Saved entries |

•••

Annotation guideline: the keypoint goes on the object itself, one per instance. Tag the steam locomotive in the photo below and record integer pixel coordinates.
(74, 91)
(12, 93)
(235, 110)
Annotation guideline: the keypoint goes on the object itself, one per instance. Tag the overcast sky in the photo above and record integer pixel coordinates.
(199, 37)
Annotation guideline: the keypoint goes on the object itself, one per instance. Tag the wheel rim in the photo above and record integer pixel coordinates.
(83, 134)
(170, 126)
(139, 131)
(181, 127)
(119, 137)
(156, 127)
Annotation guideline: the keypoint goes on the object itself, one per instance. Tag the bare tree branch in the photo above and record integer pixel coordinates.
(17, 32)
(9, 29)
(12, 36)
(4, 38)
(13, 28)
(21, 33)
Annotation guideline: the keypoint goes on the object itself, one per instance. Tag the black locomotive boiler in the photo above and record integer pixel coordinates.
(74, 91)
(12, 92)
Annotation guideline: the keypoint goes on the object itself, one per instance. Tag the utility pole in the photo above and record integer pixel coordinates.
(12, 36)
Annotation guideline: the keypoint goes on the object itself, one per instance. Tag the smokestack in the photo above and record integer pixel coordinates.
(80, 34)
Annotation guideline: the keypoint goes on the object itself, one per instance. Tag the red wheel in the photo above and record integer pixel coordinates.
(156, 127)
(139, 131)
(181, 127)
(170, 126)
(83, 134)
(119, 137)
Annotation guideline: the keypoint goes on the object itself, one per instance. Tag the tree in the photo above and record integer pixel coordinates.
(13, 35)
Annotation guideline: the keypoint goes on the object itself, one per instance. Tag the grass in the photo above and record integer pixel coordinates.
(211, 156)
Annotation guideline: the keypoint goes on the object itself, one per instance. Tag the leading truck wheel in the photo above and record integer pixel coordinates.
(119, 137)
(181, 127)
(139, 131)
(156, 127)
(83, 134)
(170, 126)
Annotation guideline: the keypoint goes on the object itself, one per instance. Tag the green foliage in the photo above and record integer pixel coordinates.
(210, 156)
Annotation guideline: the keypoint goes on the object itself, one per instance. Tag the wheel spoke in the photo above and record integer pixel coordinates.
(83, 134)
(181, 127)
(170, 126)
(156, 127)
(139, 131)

•••

WHAT NEEDS TO BE DONE |
Would you please set down the lines from the one with "Tag the black" to the end of the data above, exactly and without any other lines?

EXERCISE OUTPUT |
Annotation guideline: the keypoint goes on the object itself, one per instance. Tag the black locomotive boiler in the photo above and record integer pixel coordinates.
(74, 91)
(12, 92)
Annotation guideline: the keypoint goes on the object itself, one per instance. Tag the utility pole in the photo above and record integer pixel coordinates.
(12, 36)
Annotation guideline: the keypoint goes on the object itself, one per instance. Tag the smokestack in the photo above and record integer pixel coordinates.
(80, 34)
Annotation guideline: the keypoint goes on the object itself, one per instance. Tag the red wheel in the photo above and record integer pixel coordinates.
(156, 127)
(139, 131)
(181, 127)
(170, 126)
(83, 134)
(119, 137)
Annotation guideline: the keypoint goes on the object itself, one per instance. Tag the tree in the photo above and record integer pixel coordinates.
(13, 35)
Annotation guideline: the keypoint goes on the object itself, one per instance. Tag the grass in the photo above and record integer pixel coordinates.
(211, 156)
Annotation guideline: the keypoint goes on the object itself, one per instance. Tag the leading truck wheel in the photo above and record integer pixel coordinates.
(119, 137)
(181, 127)
(139, 131)
(156, 127)
(83, 134)
(170, 126)
Annotation guideline: the keypoint goes on the object itself, one per instance. Tag the green foliage in the photo above and record integer pixel coordinates.
(210, 156)
Annotation guideline: the keypoint goes on the object itself, one per instance. Tag the wheel spoke in the photo above and record integer pixel coordinates.
(83, 134)
(181, 127)
(170, 126)
(156, 127)
(139, 131)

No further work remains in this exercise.